Rewrite the records below as a numbered list, from the line with "the banana tree" to the line with "[(250, 837)]", both included. Leave out any blank lines and pictures.

-- Start AVAILABLE DATA --

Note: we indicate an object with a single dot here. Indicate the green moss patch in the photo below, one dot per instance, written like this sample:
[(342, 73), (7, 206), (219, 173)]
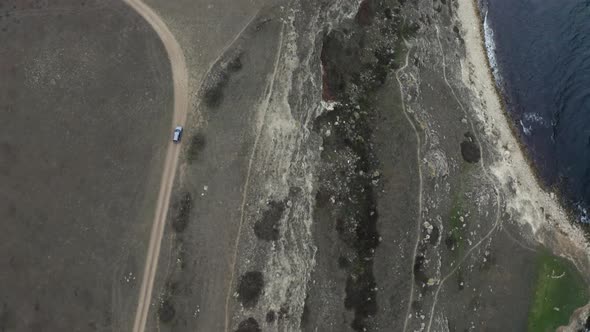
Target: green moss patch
[(559, 290)]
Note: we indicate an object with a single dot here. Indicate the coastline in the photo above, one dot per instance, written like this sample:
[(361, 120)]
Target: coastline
[(526, 200)]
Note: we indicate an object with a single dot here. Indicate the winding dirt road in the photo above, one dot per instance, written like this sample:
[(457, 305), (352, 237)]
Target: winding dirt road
[(180, 80)]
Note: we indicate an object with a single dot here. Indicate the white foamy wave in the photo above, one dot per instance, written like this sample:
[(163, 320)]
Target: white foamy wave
[(526, 130), (534, 117), (490, 45)]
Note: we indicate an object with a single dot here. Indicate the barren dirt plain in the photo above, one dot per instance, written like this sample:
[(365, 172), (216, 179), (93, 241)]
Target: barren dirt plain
[(86, 99), (337, 173)]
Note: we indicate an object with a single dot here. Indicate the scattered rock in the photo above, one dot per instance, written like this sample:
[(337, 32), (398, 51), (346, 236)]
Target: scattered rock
[(166, 312), (470, 150), (250, 288)]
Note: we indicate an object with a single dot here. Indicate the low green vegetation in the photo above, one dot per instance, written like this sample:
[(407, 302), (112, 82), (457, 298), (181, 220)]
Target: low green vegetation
[(559, 290)]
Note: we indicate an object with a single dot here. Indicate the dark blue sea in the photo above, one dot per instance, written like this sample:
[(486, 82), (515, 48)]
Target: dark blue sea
[(542, 55)]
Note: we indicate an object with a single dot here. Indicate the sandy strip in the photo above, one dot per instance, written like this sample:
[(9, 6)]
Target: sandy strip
[(180, 80), (526, 201)]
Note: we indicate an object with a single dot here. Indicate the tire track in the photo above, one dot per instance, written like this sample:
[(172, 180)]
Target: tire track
[(180, 81)]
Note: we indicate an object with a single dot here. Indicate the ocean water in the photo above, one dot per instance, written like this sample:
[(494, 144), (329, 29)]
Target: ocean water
[(541, 53)]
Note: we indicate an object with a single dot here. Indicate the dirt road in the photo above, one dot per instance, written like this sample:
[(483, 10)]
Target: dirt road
[(180, 78)]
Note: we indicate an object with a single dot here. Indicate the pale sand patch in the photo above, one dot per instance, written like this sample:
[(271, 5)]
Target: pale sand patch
[(526, 201)]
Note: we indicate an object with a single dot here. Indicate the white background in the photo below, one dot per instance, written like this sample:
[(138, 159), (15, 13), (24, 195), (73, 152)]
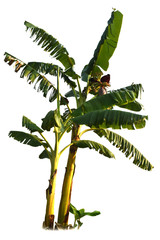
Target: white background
[(128, 197)]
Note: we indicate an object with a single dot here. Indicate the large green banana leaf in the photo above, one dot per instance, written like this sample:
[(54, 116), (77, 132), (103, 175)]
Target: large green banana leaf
[(51, 45), (126, 147), (94, 145), (49, 68), (105, 48), (40, 81), (111, 119), (27, 138), (121, 97), (32, 127)]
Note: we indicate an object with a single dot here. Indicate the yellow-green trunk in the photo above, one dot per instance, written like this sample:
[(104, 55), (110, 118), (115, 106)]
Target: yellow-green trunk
[(68, 179)]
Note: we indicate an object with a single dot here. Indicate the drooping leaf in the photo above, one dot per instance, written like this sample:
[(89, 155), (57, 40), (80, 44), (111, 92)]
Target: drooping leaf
[(133, 106), (105, 48), (45, 154), (96, 146), (111, 119), (71, 94), (27, 138), (52, 120), (41, 82), (78, 214), (51, 45), (126, 147), (48, 68), (48, 121), (121, 97), (32, 127)]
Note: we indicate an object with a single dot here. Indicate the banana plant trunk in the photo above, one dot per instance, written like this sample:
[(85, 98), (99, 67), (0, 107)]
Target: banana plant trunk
[(68, 180), (50, 191)]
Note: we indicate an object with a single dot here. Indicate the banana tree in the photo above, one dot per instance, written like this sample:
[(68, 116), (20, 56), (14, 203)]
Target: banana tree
[(96, 107)]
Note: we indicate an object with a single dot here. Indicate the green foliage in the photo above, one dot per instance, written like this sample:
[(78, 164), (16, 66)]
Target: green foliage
[(122, 97), (52, 120), (126, 147), (71, 94), (33, 76), (27, 138), (51, 45), (94, 145), (49, 68), (111, 119), (45, 154), (105, 48), (32, 127), (78, 214)]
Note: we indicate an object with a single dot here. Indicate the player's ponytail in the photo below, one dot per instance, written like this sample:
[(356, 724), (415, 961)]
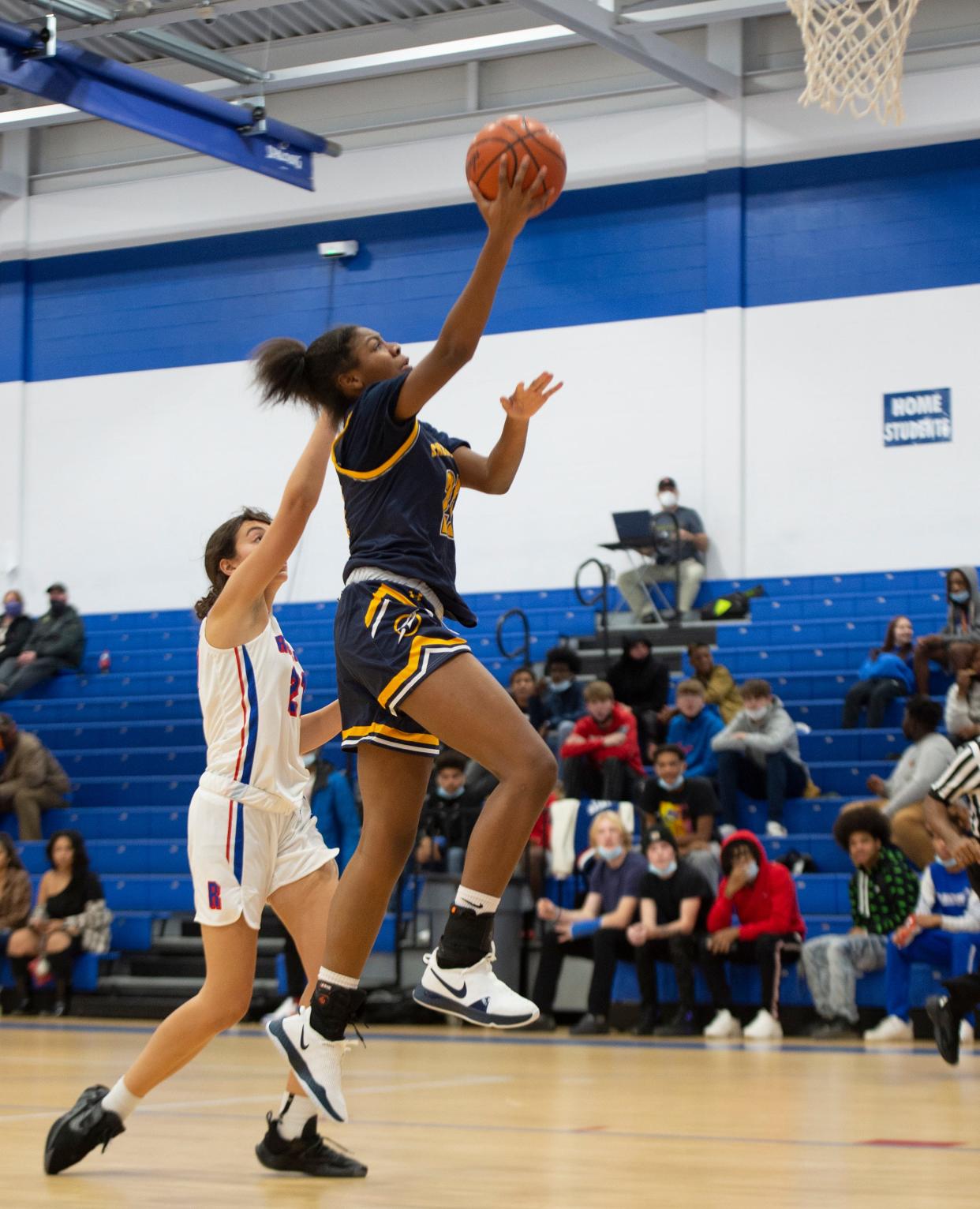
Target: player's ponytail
[(288, 372), (222, 545)]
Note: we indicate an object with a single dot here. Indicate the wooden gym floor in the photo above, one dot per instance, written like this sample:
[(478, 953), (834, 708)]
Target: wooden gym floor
[(454, 1117)]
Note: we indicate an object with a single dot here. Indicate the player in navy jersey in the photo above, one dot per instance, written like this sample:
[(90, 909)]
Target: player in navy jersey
[(250, 836), (406, 679)]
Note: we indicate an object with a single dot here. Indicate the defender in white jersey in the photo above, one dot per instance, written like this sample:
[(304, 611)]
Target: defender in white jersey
[(250, 837)]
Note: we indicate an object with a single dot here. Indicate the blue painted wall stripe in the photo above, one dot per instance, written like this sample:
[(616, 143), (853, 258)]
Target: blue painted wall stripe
[(781, 234)]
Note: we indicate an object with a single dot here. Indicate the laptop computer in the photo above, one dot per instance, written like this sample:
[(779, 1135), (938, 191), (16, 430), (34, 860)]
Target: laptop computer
[(634, 526)]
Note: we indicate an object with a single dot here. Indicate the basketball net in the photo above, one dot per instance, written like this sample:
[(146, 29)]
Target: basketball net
[(853, 54)]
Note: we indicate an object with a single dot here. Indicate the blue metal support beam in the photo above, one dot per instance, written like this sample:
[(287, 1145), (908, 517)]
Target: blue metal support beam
[(170, 111)]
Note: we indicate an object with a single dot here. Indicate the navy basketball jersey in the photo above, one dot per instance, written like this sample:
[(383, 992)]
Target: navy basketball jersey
[(400, 481)]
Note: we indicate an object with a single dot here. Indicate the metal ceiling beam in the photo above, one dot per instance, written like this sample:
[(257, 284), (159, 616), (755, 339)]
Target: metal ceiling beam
[(157, 40), (702, 13), (641, 45)]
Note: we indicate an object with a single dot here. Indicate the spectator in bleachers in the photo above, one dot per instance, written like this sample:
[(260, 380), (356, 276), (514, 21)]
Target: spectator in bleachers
[(963, 702), (596, 930), (719, 684), (952, 647), (759, 754), (885, 675), (903, 795), (70, 918), (769, 935), (600, 757), (686, 808), (56, 645), (643, 683), (32, 779), (693, 728), (882, 893), (561, 695), (945, 935), (675, 901), (15, 630), (448, 818), (679, 545), (15, 891)]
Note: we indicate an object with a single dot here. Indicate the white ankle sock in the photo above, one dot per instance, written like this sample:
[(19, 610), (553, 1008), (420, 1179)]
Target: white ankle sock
[(325, 975), (121, 1100), (294, 1113), (484, 904)]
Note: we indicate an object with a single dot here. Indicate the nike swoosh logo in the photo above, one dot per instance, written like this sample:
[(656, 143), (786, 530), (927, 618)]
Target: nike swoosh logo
[(459, 994)]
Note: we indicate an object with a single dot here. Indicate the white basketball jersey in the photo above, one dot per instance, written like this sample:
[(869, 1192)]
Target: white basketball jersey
[(252, 698)]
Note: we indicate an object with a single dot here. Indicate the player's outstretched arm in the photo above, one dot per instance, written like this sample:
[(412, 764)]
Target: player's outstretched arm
[(245, 589), (495, 473), (320, 727), (505, 218)]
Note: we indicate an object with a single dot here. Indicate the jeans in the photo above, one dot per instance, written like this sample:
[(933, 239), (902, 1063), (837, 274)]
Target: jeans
[(682, 953), (954, 950), (770, 952), (781, 779), (606, 948), (612, 780), (877, 695), (832, 965)]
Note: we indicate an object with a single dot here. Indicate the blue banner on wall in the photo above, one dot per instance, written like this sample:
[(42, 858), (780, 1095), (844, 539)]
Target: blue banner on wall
[(918, 417)]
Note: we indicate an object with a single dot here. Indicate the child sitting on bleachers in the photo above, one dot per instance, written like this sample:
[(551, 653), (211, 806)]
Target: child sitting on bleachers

-- End AVAILABLE DATA --

WRITTEN SOLUTION
1. Note: we indicate an object with a single dot here. Indicate the banana tree in the photo above, one dot per instance, written like this sample:
2. [(68, 116), (20, 56), (14, 203)]
3. Target: banana tree
4. [(96, 107)]
5. Note: we indicate an object with a single dot here. Indicate the green foliage in the photo above, one dot per instance, written like this sample:
6. [(78, 164), (16, 66)]
7. Target: green foliage
8. [(122, 97), (52, 120), (126, 147), (71, 94), (33, 76), (27, 138), (51, 45), (94, 145), (49, 68), (111, 119), (45, 154), (105, 48), (32, 127), (78, 214)]
9. Note: we indicate an object with a single dot here. Indicate the player's ponytail in the photo below, one dot per instance, written like this sample:
10. [(356, 724), (415, 961)]
11. Target: player's ponytail
12. [(288, 372), (222, 545)]
13. Note: we indicate an object with a single dot here. Indicate the wooden gym floor in the photo above, one dot per instance, written like this sample:
14. [(478, 953), (834, 708)]
15. Target: wooden gym floor
16. [(454, 1117)]
17. Note: we indicate an object with a single dot here. Indicate the player in navy jersey in the photo above, one dot per instance, written like this sample:
18. [(90, 909)]
19. Target: player in navy jersey
20. [(250, 836), (406, 679)]
21. Note: we indicate an object with a single dot here. Indicate the defender in white jersey in the photo above, one dot per instance, written like this sample:
22. [(304, 611)]
23. Target: defender in white jersey
24. [(250, 837)]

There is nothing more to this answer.